> What to work on: Retype the part of these lines that opens with the line containing "Scouting pass: put a marker on the deep" and closes with the line containing "[(501, 305)]", keeping every character unchanged.

> Records from a point labeling set:
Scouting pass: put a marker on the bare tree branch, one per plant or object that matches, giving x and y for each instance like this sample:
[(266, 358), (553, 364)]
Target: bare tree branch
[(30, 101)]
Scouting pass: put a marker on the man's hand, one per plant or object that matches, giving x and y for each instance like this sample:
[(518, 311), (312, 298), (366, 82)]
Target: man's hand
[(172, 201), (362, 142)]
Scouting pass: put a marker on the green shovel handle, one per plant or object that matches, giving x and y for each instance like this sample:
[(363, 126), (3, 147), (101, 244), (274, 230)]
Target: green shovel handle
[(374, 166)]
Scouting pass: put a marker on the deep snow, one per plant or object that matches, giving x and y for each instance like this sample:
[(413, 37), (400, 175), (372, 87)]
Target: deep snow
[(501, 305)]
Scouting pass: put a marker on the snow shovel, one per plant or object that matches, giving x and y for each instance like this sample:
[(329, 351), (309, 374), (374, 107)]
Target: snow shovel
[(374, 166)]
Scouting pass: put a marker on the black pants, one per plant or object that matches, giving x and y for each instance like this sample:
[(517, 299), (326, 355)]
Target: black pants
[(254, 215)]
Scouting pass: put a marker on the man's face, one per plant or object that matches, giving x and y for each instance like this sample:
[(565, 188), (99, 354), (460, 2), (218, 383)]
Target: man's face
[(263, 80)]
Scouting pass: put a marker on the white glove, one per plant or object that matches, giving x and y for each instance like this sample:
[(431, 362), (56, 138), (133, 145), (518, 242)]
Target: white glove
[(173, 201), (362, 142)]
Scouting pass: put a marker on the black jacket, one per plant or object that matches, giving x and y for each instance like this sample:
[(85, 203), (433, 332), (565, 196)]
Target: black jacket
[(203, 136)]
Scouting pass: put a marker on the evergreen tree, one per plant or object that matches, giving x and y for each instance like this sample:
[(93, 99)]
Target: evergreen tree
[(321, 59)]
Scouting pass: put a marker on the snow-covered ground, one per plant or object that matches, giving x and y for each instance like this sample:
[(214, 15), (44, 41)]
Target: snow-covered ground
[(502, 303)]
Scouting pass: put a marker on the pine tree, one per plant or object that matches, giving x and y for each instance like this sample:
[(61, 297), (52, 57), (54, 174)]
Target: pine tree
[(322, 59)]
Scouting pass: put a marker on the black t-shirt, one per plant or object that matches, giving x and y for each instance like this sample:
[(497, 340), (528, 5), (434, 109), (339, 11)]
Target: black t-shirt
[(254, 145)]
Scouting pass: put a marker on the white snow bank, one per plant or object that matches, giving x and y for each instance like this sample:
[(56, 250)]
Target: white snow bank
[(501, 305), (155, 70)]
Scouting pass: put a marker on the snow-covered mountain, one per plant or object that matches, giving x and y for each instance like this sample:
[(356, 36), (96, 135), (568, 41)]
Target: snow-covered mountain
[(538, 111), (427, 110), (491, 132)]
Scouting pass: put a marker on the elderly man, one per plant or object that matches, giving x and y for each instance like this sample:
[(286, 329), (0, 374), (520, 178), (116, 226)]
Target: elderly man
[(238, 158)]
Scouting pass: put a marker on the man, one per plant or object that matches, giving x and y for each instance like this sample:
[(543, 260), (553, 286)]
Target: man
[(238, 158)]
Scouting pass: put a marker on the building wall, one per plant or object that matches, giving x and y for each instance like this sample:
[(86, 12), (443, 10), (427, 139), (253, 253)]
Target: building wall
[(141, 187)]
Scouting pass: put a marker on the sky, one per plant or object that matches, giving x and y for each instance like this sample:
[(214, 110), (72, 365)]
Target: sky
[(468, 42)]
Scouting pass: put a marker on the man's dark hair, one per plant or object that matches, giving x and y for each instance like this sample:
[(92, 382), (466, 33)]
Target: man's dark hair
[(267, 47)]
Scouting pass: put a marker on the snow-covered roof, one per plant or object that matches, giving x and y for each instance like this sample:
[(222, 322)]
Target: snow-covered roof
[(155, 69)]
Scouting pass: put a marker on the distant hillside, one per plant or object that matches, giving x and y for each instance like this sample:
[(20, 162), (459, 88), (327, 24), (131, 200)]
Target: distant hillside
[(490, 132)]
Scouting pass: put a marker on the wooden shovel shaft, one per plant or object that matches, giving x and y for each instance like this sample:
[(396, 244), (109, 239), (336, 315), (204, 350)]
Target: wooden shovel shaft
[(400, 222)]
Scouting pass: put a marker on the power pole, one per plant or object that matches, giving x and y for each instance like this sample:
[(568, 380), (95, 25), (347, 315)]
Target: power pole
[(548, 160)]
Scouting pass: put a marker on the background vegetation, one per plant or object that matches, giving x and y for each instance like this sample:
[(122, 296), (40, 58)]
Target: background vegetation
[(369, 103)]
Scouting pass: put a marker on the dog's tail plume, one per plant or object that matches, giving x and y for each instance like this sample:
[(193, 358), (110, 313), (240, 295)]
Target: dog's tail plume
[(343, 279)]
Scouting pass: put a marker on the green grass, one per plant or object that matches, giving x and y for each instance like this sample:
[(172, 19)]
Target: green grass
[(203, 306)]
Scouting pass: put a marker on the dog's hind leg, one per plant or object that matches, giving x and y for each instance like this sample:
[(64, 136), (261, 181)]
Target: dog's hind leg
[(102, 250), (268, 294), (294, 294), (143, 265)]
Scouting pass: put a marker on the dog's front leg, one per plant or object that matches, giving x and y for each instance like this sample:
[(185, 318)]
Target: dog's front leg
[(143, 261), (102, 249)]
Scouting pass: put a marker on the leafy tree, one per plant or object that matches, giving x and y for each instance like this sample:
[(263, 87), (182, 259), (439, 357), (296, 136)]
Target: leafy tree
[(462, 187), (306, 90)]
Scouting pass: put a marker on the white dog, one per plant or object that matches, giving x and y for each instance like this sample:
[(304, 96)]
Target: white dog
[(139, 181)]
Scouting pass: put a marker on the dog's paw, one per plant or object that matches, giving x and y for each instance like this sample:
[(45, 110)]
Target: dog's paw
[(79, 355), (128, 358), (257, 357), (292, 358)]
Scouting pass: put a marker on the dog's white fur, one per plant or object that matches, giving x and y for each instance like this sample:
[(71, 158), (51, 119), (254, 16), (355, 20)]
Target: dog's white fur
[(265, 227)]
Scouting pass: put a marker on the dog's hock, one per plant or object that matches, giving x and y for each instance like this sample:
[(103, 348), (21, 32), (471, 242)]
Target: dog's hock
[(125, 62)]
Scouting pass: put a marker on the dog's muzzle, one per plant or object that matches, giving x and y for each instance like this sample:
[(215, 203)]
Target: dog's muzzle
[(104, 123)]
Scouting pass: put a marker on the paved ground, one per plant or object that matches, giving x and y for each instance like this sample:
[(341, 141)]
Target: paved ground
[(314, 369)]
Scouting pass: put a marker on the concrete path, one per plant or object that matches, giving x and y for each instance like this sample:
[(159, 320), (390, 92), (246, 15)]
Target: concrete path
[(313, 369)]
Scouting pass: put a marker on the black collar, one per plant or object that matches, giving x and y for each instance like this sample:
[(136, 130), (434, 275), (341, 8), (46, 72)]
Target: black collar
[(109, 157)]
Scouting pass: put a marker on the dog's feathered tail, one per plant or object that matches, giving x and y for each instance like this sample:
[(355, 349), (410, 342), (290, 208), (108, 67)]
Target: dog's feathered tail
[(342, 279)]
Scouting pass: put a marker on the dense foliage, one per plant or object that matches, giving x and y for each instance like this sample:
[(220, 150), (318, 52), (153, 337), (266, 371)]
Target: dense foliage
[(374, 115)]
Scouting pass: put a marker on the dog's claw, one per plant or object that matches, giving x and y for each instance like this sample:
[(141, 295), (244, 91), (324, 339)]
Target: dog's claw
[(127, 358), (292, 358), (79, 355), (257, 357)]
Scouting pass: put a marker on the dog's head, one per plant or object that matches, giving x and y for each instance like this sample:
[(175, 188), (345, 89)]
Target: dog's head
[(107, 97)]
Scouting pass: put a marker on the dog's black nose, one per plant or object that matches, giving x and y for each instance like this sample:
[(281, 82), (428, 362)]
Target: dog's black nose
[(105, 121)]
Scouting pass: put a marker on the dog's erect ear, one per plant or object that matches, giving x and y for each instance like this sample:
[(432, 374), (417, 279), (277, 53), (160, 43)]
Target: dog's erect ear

> Problem solution:
Scouting pass: put a marker on the deep snow, one per plant or object that matches, giving x and y for each instance like this sample:
[(413, 37), (400, 175), (372, 87)]
Target: deep snow
[(501, 305)]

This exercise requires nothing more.